[Dataset excerpts]
===

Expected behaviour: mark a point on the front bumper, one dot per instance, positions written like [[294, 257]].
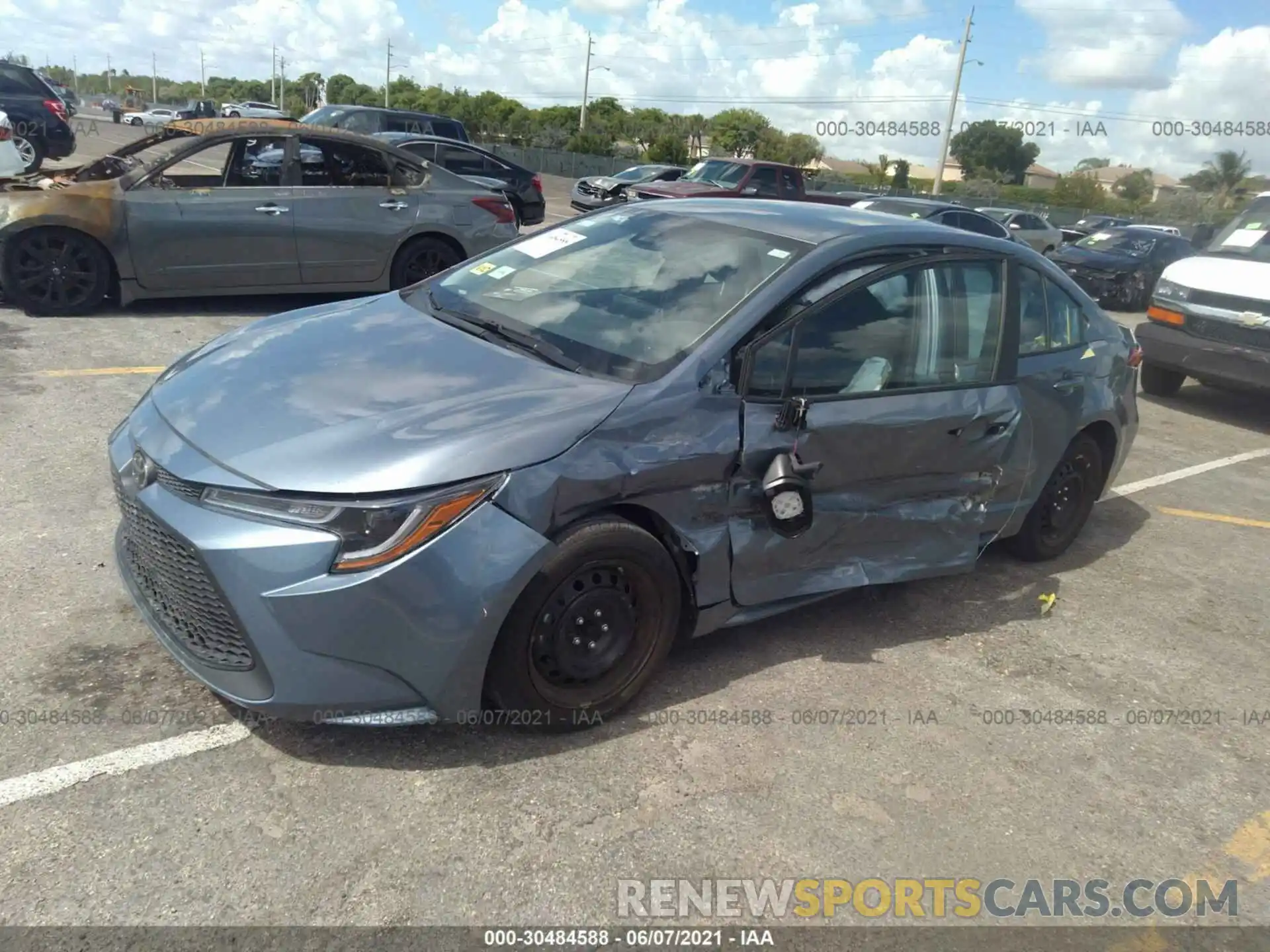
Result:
[[1203, 358], [248, 607]]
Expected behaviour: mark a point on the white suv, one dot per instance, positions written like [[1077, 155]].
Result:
[[253, 111]]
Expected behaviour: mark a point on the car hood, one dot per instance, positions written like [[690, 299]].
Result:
[[1222, 276], [374, 397], [683, 190], [1100, 260]]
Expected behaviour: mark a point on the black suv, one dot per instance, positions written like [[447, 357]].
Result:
[[41, 125], [524, 187], [370, 120]]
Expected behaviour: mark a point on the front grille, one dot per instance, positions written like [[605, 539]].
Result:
[[178, 487], [1228, 333], [1228, 302], [179, 592]]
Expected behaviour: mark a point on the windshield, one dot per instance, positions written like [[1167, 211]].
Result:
[[639, 173], [1246, 235], [325, 116], [1122, 243], [625, 295], [716, 172]]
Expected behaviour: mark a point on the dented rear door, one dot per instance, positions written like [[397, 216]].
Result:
[[911, 457]]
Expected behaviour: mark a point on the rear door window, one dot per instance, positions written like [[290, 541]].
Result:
[[361, 121], [18, 81]]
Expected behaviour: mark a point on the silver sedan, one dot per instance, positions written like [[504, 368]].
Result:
[[1031, 229]]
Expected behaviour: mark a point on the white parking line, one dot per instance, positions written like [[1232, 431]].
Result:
[[56, 778], [1165, 477]]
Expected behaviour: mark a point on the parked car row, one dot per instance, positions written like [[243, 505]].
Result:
[[240, 206]]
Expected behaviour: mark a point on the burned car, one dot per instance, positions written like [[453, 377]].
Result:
[[239, 206], [521, 480]]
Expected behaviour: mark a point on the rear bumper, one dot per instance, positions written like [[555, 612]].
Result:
[[1197, 357]]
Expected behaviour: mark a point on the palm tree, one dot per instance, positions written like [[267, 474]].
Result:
[[1228, 169]]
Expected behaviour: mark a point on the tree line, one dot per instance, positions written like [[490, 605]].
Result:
[[995, 159]]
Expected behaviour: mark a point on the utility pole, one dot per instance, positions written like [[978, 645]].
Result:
[[586, 85], [956, 89], [388, 75]]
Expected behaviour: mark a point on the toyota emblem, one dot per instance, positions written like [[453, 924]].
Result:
[[139, 474]]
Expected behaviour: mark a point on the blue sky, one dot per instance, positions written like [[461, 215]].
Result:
[[1129, 63]]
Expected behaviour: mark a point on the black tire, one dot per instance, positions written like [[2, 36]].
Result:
[[419, 259], [1161, 381], [55, 272], [556, 666], [33, 153], [1064, 503]]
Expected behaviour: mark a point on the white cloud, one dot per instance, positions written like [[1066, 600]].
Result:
[[804, 70], [1107, 44]]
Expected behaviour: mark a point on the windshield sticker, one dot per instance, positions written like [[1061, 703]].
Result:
[[546, 243], [1248, 238]]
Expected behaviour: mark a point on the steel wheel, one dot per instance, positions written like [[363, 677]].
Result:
[[26, 151], [421, 259], [588, 625], [56, 272], [589, 630], [1064, 503], [1064, 498]]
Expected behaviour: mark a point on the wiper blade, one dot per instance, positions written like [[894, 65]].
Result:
[[527, 342]]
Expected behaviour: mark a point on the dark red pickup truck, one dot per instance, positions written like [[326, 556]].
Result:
[[738, 178]]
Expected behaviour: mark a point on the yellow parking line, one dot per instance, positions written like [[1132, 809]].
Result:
[[99, 371], [1217, 517]]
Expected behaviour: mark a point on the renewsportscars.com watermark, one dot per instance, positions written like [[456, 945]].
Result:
[[923, 898]]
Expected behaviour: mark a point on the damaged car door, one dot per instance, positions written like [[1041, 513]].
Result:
[[878, 424], [215, 218]]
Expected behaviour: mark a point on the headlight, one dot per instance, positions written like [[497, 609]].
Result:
[[371, 534], [1171, 291]]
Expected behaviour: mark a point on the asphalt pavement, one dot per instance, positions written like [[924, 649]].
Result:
[[121, 807]]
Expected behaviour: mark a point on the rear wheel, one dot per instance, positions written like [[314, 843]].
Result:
[[589, 630], [31, 151], [1064, 504], [55, 272], [419, 259], [1161, 381]]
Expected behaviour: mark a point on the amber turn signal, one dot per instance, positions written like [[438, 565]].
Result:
[[1164, 317]]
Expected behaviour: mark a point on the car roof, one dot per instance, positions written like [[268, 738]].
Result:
[[814, 222]]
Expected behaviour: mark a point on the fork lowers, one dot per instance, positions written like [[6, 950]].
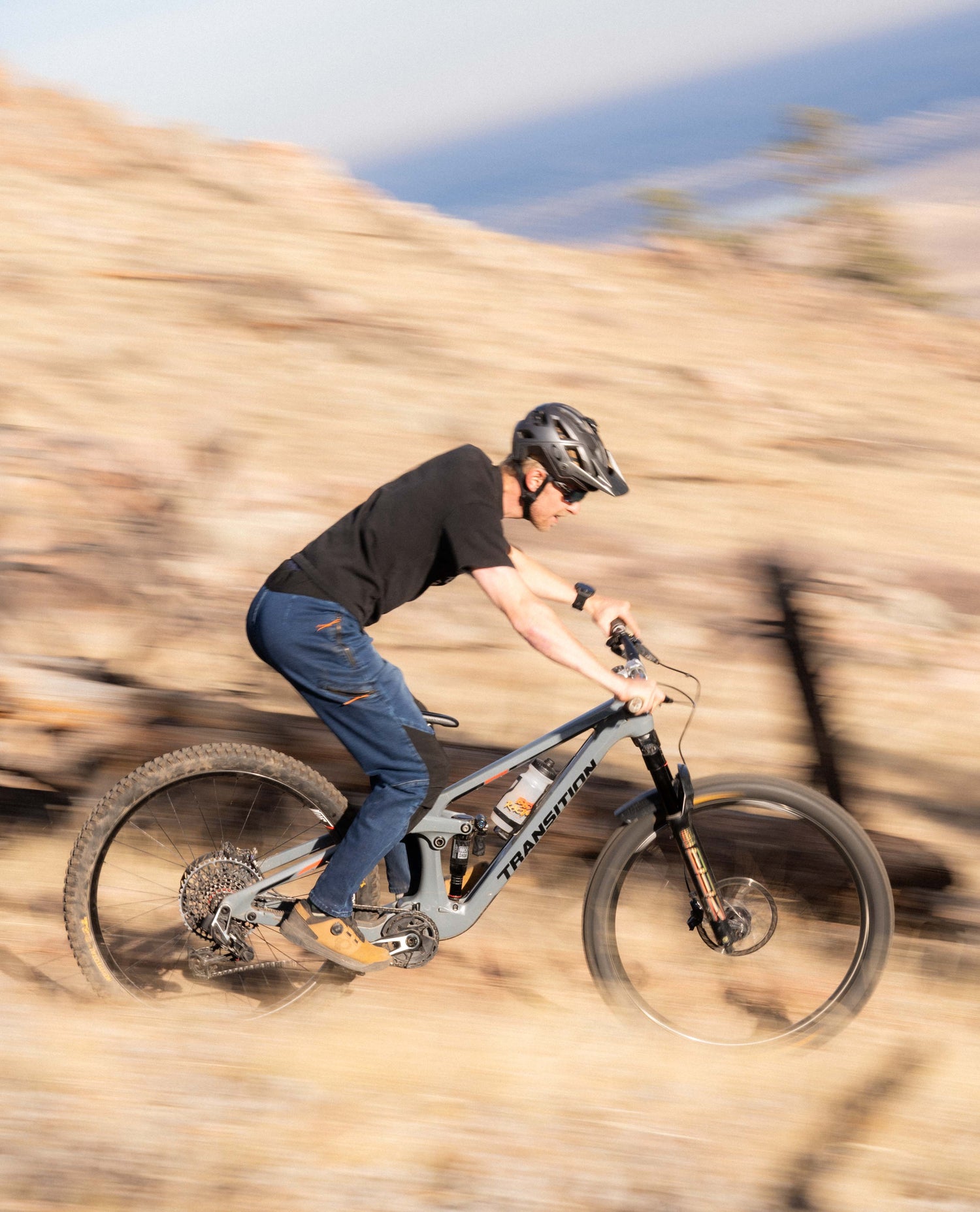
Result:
[[674, 810]]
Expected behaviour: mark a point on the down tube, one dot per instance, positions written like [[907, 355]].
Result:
[[453, 918]]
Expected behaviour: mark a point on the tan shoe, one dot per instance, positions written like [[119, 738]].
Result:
[[335, 938]]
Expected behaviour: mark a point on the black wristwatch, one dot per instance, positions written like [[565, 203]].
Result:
[[584, 593]]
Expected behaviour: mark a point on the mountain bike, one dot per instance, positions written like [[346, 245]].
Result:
[[732, 911]]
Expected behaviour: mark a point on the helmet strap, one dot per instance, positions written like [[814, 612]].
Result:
[[529, 497]]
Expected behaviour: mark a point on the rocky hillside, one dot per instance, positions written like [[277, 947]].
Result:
[[211, 351]]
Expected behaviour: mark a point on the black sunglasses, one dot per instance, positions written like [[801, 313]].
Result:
[[570, 493]]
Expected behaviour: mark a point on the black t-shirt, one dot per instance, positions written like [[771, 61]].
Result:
[[424, 529]]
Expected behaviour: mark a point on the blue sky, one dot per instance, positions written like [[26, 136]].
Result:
[[371, 78]]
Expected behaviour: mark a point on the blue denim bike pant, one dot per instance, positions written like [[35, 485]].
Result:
[[323, 652]]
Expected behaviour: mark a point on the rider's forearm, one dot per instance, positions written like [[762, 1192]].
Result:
[[540, 626], [540, 581]]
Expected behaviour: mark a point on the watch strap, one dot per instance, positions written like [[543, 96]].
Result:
[[583, 593]]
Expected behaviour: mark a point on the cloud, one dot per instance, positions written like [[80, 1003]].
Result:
[[363, 78]]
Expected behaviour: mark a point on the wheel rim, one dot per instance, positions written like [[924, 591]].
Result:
[[135, 903], [776, 987]]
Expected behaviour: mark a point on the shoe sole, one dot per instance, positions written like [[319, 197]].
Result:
[[302, 937]]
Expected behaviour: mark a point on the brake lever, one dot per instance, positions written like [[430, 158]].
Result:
[[618, 638]]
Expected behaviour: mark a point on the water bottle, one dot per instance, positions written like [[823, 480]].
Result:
[[521, 796]]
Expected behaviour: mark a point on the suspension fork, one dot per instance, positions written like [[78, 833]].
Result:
[[675, 798]]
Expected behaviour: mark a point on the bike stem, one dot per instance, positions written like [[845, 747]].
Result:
[[674, 800]]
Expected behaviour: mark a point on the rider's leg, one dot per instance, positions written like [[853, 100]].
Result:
[[321, 650]]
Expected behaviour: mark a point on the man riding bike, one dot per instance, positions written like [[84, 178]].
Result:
[[424, 529]]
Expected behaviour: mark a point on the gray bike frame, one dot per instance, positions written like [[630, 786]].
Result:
[[610, 723]]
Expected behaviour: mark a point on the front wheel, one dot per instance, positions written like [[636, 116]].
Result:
[[797, 873]]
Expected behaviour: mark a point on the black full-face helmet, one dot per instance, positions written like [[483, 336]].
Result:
[[568, 448]]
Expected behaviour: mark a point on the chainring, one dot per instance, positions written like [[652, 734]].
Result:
[[417, 924], [208, 880]]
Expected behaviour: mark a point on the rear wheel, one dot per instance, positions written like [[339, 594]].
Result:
[[801, 880], [165, 844]]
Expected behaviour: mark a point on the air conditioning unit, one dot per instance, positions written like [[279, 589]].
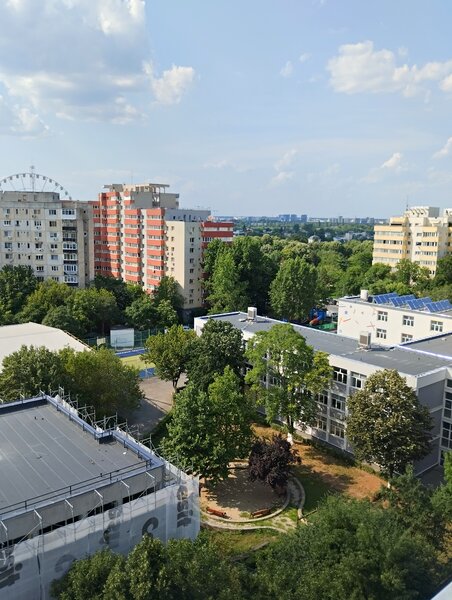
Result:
[[365, 339]]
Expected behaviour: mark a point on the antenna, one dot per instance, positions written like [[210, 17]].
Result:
[[32, 177]]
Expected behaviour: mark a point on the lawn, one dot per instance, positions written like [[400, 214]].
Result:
[[234, 543], [136, 361]]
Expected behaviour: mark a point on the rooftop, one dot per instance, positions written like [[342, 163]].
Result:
[[402, 358], [406, 302], [44, 449], [13, 337]]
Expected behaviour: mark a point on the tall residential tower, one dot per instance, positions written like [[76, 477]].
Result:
[[141, 235]]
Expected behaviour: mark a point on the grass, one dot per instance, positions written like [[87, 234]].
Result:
[[315, 488], [235, 543], [136, 361]]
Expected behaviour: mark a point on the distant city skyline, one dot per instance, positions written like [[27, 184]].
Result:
[[259, 108]]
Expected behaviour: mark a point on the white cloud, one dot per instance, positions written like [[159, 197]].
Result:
[[287, 70], [445, 150], [360, 68], [393, 163], [286, 160], [171, 86], [83, 59], [20, 121], [281, 177]]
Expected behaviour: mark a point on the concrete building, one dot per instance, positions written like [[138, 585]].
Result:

===

AIM OF THE TASK: For each line in the entries that contains the string "helmet", make a copy.

FINISHED TASK:
Expected behaviour: mark a point on the helmet strap, one dot per instance, positions written like [[814, 612]].
Expected behaviour: mark a point on the black full-face helmet, one dot per instance, positions written like [[483, 336]].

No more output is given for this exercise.